• Supplied information
§
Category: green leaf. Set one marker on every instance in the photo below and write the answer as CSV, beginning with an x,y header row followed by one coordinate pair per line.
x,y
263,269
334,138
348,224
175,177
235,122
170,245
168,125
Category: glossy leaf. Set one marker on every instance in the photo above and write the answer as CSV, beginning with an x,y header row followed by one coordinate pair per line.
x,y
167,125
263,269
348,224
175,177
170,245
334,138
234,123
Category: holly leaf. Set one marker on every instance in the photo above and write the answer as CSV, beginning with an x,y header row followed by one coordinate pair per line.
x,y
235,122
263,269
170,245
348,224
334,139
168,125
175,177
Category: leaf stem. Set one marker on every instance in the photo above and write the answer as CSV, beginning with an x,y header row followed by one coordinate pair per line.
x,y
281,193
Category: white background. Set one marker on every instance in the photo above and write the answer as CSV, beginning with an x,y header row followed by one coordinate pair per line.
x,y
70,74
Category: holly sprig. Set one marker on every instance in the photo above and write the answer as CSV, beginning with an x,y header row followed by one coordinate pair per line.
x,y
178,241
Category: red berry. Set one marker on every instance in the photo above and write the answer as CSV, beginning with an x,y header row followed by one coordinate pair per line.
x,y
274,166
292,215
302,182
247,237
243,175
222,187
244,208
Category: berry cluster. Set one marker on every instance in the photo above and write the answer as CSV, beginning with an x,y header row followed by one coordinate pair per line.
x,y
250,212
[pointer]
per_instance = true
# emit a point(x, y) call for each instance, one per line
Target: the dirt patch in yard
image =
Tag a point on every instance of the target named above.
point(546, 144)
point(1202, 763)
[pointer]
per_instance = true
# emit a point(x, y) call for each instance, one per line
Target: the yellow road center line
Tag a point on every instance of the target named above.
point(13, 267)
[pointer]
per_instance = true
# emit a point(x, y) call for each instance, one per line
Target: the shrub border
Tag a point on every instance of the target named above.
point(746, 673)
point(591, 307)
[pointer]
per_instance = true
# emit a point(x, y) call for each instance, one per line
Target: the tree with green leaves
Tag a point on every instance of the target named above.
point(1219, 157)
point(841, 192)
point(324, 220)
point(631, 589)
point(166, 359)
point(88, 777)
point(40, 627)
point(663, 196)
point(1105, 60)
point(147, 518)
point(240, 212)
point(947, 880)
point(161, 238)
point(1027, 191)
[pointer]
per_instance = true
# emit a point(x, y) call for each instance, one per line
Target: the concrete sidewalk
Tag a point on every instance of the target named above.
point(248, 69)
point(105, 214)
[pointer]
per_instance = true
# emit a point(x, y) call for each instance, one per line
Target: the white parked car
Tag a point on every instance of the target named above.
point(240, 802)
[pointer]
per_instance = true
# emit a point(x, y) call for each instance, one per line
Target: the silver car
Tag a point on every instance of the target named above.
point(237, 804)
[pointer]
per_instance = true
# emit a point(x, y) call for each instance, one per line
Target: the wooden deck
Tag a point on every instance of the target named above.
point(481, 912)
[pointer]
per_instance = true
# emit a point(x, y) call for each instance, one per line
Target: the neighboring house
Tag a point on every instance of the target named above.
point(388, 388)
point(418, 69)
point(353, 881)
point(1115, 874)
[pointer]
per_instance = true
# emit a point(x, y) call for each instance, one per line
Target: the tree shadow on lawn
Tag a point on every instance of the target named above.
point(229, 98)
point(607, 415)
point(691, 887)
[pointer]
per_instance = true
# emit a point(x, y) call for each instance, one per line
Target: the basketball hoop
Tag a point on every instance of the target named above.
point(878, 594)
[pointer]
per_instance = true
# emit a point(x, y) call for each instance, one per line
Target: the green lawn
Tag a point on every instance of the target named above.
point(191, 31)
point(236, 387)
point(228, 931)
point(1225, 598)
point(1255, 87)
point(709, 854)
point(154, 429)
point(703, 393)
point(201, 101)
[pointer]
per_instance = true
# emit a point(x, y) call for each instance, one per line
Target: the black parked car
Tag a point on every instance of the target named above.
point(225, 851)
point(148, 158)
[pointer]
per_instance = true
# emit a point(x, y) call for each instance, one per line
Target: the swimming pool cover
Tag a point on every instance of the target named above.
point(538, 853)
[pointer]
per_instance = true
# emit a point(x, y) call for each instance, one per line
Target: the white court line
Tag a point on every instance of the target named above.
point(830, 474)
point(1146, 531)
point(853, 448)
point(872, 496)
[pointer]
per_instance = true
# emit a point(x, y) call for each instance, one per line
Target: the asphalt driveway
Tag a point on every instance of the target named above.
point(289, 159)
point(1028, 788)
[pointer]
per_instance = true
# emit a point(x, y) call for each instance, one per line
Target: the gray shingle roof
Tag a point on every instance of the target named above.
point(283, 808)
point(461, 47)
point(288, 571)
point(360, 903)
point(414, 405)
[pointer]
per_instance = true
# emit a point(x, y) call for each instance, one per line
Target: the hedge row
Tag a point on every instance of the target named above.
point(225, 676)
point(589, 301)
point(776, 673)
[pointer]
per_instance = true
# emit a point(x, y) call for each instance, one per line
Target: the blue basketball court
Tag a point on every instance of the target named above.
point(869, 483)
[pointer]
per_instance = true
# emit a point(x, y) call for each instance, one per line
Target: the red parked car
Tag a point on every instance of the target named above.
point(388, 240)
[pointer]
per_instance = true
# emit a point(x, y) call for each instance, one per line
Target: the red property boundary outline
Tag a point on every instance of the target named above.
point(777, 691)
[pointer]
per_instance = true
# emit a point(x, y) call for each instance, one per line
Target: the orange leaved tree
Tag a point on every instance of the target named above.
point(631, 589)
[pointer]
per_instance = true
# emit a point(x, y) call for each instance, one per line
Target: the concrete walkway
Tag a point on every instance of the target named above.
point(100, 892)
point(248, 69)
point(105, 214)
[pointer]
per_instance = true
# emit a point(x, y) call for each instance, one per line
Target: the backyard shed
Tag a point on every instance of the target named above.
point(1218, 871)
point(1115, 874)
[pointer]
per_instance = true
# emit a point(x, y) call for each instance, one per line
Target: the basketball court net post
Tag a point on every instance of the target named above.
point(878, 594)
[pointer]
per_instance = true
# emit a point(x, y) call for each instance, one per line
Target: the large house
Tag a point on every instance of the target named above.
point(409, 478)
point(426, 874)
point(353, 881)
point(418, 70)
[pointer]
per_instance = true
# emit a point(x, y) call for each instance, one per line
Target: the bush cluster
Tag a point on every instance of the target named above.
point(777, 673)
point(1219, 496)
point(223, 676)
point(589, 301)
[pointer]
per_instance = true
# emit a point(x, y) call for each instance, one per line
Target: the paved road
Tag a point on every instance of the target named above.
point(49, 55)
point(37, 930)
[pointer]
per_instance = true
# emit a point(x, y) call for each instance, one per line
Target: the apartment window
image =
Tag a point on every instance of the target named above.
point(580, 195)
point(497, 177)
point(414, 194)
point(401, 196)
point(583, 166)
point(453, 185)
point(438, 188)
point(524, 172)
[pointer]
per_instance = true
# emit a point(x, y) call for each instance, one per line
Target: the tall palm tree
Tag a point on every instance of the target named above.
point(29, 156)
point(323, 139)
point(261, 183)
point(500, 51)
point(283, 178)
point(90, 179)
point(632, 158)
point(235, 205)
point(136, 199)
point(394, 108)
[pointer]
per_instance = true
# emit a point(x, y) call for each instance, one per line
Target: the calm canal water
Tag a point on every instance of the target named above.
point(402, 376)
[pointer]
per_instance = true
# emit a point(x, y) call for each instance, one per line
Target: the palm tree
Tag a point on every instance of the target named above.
§
• Brief
Set down the listing above exactly, line for line.

• Task answer
Category: green leaf. Set one marker on every instance in the photo below and write the answer as CSV, beginning with an x,y header row followed by one coordinate pair per line.
x,y
263,269
334,138
348,224
175,177
235,122
170,245
168,125
Category: glossy leaf. Set one marker on every instance in the photo above and write the answer as CSV, beginning with an x,y header row followed by one coordinate pair per line.
x,y
167,125
263,269
348,224
175,177
170,245
334,138
234,123
Category: holly leaf. Set one marker on every instance in the photo above and write the answer as CSV, beginning with an x,y header row followed by one coordinate pair per line.
x,y
235,122
263,269
170,245
348,224
334,139
168,125
175,177
Category: leaf stem. Set one marker on every instance in the photo above and write the answer as CSV, beginning with an x,y header row followed by one coordinate pair per line.
x,y
281,193
Category: white background. Set one marker on every instance in the photo above and write the answer as CSV, beginning with an x,y header row followed by one coordinate pair per line.
x,y
70,74
Category: holly sprig. Set one marker on every instance in the photo above and write the answer as CSV, beginning with an x,y header row followed by one coordinate pair per line.
x,y
178,241
Category: red berry. Set one marker on every instance in the photo above and write the answer as CSV, beginning with an x,y header row followed by one coordinate pair per line.
x,y
274,166
292,215
302,182
247,237
243,175
222,187
244,208
Category: berry cluster. Set one marker on every instance in the photo above and write the answer as CSV, beginning with an x,y header row followed by one coordinate pair per line.
x,y
250,212
[pointer]
per_instance = true
# emit a point(x, y) call for each instance, one per line
Target: the dirt patch in yard
image =
Tag a point on every instance of the target named above.
point(546, 144)
point(1202, 763)
[pointer]
per_instance = true
# emit a point(x, y) call for each instance, one per line
Target: the yellow road center line
Tag a point on every instance of the target named above.
point(13, 267)
[pointer]
per_instance = true
# emit a point(x, y) call for each instance, one per line
Target: the shrub border
Tag a point on every instance of the target named above.
point(746, 673)
point(591, 307)
[pointer]
per_instance = true
# emit a point(x, y) call for each instance, one per line
Target: the tree with green leaves
Tag a point on every instance of the target named above.
point(1219, 157)
point(841, 192)
point(324, 220)
point(631, 589)
point(166, 359)
point(88, 777)
point(40, 627)
point(663, 196)
point(1105, 60)
point(147, 518)
point(240, 212)
point(947, 880)
point(161, 238)
point(1027, 191)
[pointer]
per_instance = true
# emit a point(x, y) call for each instance, one per line
Target: the concrete sidewalk
Tag a point on every instance of the target named above.
point(248, 69)
point(105, 214)
[pointer]
per_instance = true
# emit a point(x, y) call for each instance, one per line
Target: the white parked car
Tag a point on every instance of the target named above.
point(240, 802)
[pointer]
per_instance = true
# emit a point(x, y) call for each instance, one per line
Target: the silver car
Tag a point on every instance of the target named above.
point(237, 804)
[pointer]
per_instance = true
# emit a point(x, y) call for each instance, one per line
Target: the wooden deck
Tag a point on every instance of the target named above.
point(481, 912)
[pointer]
per_instance = true
# emit a point(x, y) call for each instance, one per line
Target: the neighboring house
Tag a point on every instance of the target named above.
point(388, 388)
point(418, 69)
point(353, 881)
point(1115, 874)
[pointer]
per_instance = true
# emit a point(x, y) call for each instance, one per line
Target: the tree shadow on lawn
Tag a point on every instance of the target named above.
point(229, 98)
point(607, 415)
point(691, 887)
[pointer]
per_instance = true
# emit a point(x, y) call for each instance, one per line
Target: the basketball hoop
Tag a point on every instance of the target named above.
point(878, 594)
[pointer]
per_instance = true
# emit a point(x, y) call for each instance, one per line
Target: the green lawn
Tag a point on every instance of the target named above.
point(191, 31)
point(236, 387)
point(228, 931)
point(1225, 598)
point(1255, 87)
point(709, 854)
point(154, 429)
point(703, 393)
point(201, 101)
[pointer]
per_instance = true
# emit a point(x, y) call for each instance, one per line
Target: the black parked car
Tag a point on every instance of the target named above.
point(225, 851)
point(148, 158)
[pointer]
per_instance = true
# emit a point(x, y) call for each instance, one per line
Target: the swimming pool cover
Tag a point on every instance of the target named above.
point(538, 853)
[pointer]
per_instance = true
# emit a point(x, y) call for each instance, one per line
Target: the white court line
Tag a point on every instance of the target named above.
point(830, 474)
point(1146, 531)
point(853, 448)
point(872, 496)
[pointer]
per_instance = true
# emit a point(x, y) call for each instance, one per line
Target: the asphalt driveway
Tag a point on every instance of the target named above.
point(289, 159)
point(1028, 788)
[pointer]
per_instance = true
# emit a point(x, y) call for each instance, one per line
Target: the gray shingle roof
Tag a point on every instance of the target named above.
point(283, 808)
point(461, 47)
point(288, 571)
point(360, 903)
point(414, 405)
[pointer]
per_instance = true
# emit a point(x, y) call for each instance, one per line
Target: the hedge row
Tag a point on every instance of the target named above.
point(225, 676)
point(589, 301)
point(776, 673)
[pointer]
per_instance = true
# emit a point(x, y) call for each instance, one per line
Target: the blue basketball court
Tag a point on every instance of the target named above.
point(869, 483)
[pointer]
per_instance = true
# emit a point(x, y) call for each instance, one per line
Target: the red parked car
Tag a point on every instance of the target named above.
point(388, 240)
[pointer]
per_instance = true
# emit a point(x, y) call for each instance, one per line
Target: the red property boundary outline
Tag a point on every instance of the target named above.
point(777, 691)
[pointer]
per_instance = true
# emit a point(x, y) call for each instance, one per line
Target: the orange leaved tree
Tag a point on every instance of the target named above.
point(631, 589)
[pointer]
per_instance = true
# emit a point(x, y) call for each instance, one per line
Target: the concrete walkway
Tag a point on every instance of the target named above.
point(100, 892)
point(248, 69)
point(105, 214)
[pointer]
per_instance = true
# emit a point(x, y) call for each instance, one per line
Target: the backyard shed
Tag a point on every instance of the target named above.
point(1218, 871)
point(1115, 874)
[pointer]
per_instance = true
# emit a point(x, y) call for each instance, one per line
Target: the basketball court net post
Tag a point on every instance of the target named above.
point(878, 594)
[pointer]
per_instance = true
# emit a point(x, y) call for each instance, one per line
Target: the large house
Tag a point on every instance of the target named above.
point(409, 478)
point(426, 874)
point(353, 881)
point(418, 70)
[pointer]
per_instance = true
# emit a point(x, y) call for each instance, one per line
Target: the bush cluster
Tag a point on every instance of the target named above.
point(777, 673)
point(1219, 496)
point(223, 676)
point(589, 301)
[pointer]
per_instance = true
# emit a point(x, y) call for each instance, one per line
Target: the paved road
Tag a point on every instance of the target named above.
point(49, 55)
point(37, 930)
[pointer]
per_instance = true
# emit a point(x, y) call for each instance, one per line
Target: the apartment window
image =
Tag a point on every instance of the target named above.
point(580, 195)
point(497, 177)
point(414, 194)
point(401, 196)
point(583, 166)
point(453, 185)
point(438, 188)
point(524, 172)
[pointer]
per_instance = true
# emit a point(x, y) call for each instance, one per line
Target: the tall palm tree
Tag a point on every instance of the target named above.
point(29, 156)
point(323, 139)
point(261, 183)
point(500, 51)
point(283, 178)
point(90, 179)
point(632, 158)
point(235, 205)
point(136, 199)
point(394, 108)
[pointer]
per_instance = true
# emit a point(x, y) call for each instance, one per line
Target: the calm canal water
Tag a point on every instance of the target named above.
point(402, 376)
[pointer]
per_instance = true
# emit a point(x, y) call for each instance, one per line
Target: the palm tree
Tag a point on every instance of the target named above.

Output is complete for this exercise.